=== Section Start ===

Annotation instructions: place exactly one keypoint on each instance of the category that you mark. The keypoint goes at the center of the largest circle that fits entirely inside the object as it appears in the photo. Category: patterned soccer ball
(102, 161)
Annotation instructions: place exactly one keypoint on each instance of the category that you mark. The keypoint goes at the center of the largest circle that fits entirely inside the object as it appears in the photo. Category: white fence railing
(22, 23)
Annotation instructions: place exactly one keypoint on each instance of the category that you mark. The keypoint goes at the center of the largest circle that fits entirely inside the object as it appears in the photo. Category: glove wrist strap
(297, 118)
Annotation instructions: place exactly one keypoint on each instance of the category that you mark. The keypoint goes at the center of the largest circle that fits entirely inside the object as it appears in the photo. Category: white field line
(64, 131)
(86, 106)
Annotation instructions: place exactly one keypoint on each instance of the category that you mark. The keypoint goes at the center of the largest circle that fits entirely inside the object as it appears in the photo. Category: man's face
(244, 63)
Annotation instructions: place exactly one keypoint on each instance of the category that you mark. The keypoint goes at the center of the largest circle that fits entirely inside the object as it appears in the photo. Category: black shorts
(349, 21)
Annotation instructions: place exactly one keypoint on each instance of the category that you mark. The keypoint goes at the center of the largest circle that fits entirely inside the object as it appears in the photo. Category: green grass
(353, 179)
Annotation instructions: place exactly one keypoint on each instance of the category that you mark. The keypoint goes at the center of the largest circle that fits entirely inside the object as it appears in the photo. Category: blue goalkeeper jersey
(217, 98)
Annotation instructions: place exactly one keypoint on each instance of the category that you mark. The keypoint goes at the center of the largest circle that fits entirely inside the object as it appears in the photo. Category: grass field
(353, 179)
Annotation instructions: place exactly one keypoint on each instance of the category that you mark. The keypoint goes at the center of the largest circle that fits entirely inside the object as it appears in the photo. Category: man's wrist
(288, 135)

=== Section End ===

■ Exercise requirements ■
All of the material above needs to be retyped word for word.

■ Expected answer ■
Annotation instructions: place exactly one keypoint on each instance of the category that you mark. The keypoint goes at the center of the largest circle that fits entirely inside the object as it appears in the photo. Category: patterned soccer ball
(102, 161)
Annotation instructions: place exactly one keypoint on each instance of the category that you mark. The keypoint goes at the center of the largest circle that fits entirely inside the object as it appears in the photo. Category: white fence railing
(22, 23)
Annotation instructions: place exactly one keypoint on each instance of the category that you mark. The keypoint goes at the center of the largest circle that fits entirely inside the object as it appears in the photo. Category: glove wrist strap
(297, 118)
Annotation instructions: place exactly one keypoint on each instance of the category that you mark. The keypoint goes at the center of the largest circle that fits entirely inside the object as it appears in the photo. Category: white field line
(64, 131)
(86, 106)
Annotation instructions: place exactly one keypoint on each instance of the category that you mark. The keypoint goes at the center of the largest circle that fits entirely inside the object as it appears in the photo. Category: man's face
(244, 63)
Annotation instructions: place exactly one keypoint on each instance of the category that you mark. The keypoint goes at the center of the largest circle that fits entirely inside the object as it appears in the photo. Category: black shorts
(349, 21)
Annotation instructions: place exactly one keypoint on each instance of the category that you mark. The keypoint goes at the center of the largest circle that fits entirely inside the object as it appears in the photo. Category: green grass
(353, 179)
Annotation instructions: place exactly one keypoint on each instance of the category that you mark. The keypoint goes at the center of the largest circle that fits entirely inside the object as it appears in the photo. Category: blue goalkeeper jersey
(217, 98)
Annotation instructions: place exactly one keypoint on each instance of the category that you mark. The keypoint goes at the center of the largest circle that fits entirely inside the object as it appears in the photo. Category: grass field
(353, 179)
Annotation instructions: place exactly one keypoint on each instance of the category that you mark. The keypoint goes at the center of the largest circle that fits entirely inside the object as it appears in the photo. Category: man's wrist
(288, 135)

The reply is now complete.